DATA RECORDS:
########################################

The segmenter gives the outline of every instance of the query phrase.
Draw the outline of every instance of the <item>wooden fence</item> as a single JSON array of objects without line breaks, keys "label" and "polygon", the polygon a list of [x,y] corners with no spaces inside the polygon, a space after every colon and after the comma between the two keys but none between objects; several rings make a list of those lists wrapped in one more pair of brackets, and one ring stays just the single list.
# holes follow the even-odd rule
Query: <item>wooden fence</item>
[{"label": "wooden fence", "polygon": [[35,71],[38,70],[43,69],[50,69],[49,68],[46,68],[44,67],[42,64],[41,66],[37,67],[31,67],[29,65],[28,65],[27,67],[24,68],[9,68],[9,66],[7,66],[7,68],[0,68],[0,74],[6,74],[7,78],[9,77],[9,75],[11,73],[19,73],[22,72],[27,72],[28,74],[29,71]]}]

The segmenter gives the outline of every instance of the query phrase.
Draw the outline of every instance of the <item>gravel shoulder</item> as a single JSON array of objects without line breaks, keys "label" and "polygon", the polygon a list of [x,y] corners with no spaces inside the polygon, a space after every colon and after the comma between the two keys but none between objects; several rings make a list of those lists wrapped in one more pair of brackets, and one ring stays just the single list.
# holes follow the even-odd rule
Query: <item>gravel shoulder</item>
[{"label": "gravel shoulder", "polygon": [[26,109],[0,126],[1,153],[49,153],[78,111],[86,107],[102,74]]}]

########################################

WHAT YOU HAVE TO DO:
Reproduce the whole listing above, requests included, and shift every coordinate in the answers by adding 131 to it.

PROBLEM SOLUTION:
The segmenter gives the outline of every instance of the query phrase.
Draw the outline of every instance of the <item>wooden fence</item> as a single JSON array of objects without line breaks, keys "label" and "polygon", the polygon a list of [x,y] corners with no spaces inside the polygon, a space after every colon and after the comma between the two keys but none between objects; several rings make a list of those lists wrapped in one more pair of brackets, and one ring stays just the single list.
# holes follow the even-odd rule
Query: <item>wooden fence</item>
[{"label": "wooden fence", "polygon": [[166,202],[169,201],[174,200],[181,200],[180,199],[177,199],[175,198],[173,195],[172,197],[168,198],[162,198],[160,196],[159,196],[158,198],[155,199],[140,199],[140,197],[138,197],[138,199],[131,199],[131,205],[137,205],[138,209],[140,208],[140,206],[142,204],[150,204],[153,203],[158,203],[159,205],[160,202]]}]

The segmenter gives the outline of every instance of the query phrase.
Draw the outline of every instance of the <item>gravel shoulder</item> as a single JSON array of objects without line breaks, keys "label" and "polygon", the polygon a list of [x,y] corners with no spaces inside the polygon, a space after every colon and after the comma between the two keys but none between objects; several rings make a list of those lists wrapped in one more pair of brackets, and one ring stays just the single list.
# holes follow the even-odd rule
Query: <item>gravel shoulder</item>
[{"label": "gravel shoulder", "polygon": [[157,240],[131,257],[132,284],[180,284],[209,242],[217,238],[233,205]]}]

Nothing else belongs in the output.